==== Data provided ====

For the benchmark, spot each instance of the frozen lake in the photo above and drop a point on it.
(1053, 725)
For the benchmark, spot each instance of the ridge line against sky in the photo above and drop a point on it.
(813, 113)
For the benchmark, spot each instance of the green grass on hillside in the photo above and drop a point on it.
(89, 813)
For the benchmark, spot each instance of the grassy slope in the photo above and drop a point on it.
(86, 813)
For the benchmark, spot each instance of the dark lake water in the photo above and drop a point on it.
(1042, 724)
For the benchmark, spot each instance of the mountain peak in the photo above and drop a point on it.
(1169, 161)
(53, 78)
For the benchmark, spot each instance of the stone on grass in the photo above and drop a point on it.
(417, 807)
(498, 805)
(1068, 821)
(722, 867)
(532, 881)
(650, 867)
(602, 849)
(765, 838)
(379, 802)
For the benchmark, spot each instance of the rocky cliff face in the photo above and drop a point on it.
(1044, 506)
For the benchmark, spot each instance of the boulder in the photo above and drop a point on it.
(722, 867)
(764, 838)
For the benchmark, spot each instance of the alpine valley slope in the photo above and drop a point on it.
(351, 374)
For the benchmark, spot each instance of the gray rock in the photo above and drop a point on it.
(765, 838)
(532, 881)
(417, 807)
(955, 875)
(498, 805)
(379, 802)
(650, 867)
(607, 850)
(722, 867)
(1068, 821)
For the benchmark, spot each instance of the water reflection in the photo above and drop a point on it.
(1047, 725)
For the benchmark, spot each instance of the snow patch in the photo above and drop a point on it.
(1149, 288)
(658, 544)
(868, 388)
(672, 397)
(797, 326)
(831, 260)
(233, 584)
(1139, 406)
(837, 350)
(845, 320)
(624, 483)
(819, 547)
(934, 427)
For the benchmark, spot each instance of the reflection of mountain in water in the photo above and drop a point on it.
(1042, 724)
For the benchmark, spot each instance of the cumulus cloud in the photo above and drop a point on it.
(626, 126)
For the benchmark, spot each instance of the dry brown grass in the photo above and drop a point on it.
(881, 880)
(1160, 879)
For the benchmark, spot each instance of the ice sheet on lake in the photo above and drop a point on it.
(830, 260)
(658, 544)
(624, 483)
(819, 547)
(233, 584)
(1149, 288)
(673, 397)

====

* Exercise aim: Rewrite the records so that every "drop a point" becomes "place a dot", with nothing else altered.

* Reply to the task:
For the benchmark, spot each instance of the frozen lake in the photo above and place a dot on it.
(1053, 725)
For the benchmark, spot each instance of the ridge line against sky in the photo above and place a dot on it.
(813, 113)
For the benchmark, spot each instance of the green grass on hillside in the photo above and place a dot on it.
(89, 813)
For the benchmark, spot each instance of the grassy slope in the photo above and place a dot on it.
(86, 813)
For the benchmark, spot each instance of the dark lake water in the photo above and place a dot on it.
(1042, 724)
For the benchmark, spot each instance of the mountain peak in the photo above and place a dot on it.
(1169, 161)
(53, 78)
For the benchmark, spot each instance of the stone on grass in the photo above and place a dot on it.
(417, 807)
(498, 805)
(1068, 821)
(722, 867)
(532, 881)
(650, 867)
(602, 849)
(765, 838)
(379, 802)
For the benchmark, spot each instance of the rocky cliff face in the photo above and place a dot on it.
(1044, 506)
For the benchmark, spot each instance of the boulder in the photo above and place a dot on it.
(722, 867)
(764, 838)
For the benchmark, spot each instance of the alpine valley slope in the photo above and place a dot on it.
(351, 374)
For the benchmark, spot each instance of the gray rock in the photo above and place a dot on it.
(765, 838)
(532, 881)
(417, 807)
(955, 875)
(498, 805)
(379, 802)
(650, 867)
(607, 850)
(722, 867)
(1068, 821)
For the benchmark, spot each instance of the water reflection in the photo above and place a dot on it.
(1047, 725)
For the benchmark, spot each instance of the snow patch in the photo above and place a dot on it.
(1149, 288)
(658, 544)
(868, 388)
(672, 397)
(797, 326)
(831, 260)
(233, 584)
(1139, 406)
(837, 350)
(845, 320)
(624, 483)
(819, 547)
(934, 427)
For the benchmark, spot each instance of the reflection of mountain in water in the photo above and place a dot on it.
(1042, 724)
For the benchmark, spot each instance of the cumulus cloud in the photo above and place a dot on it.
(626, 126)
For the benchmark, spot each instance of the dry brown grass in the photo above and place a dot on it.
(881, 880)
(1160, 879)
For the benchmark, spot each instance of the ice sheet on lake in the photo above and place a dot on it.
(830, 260)
(658, 544)
(624, 483)
(819, 547)
(233, 584)
(1149, 288)
(673, 397)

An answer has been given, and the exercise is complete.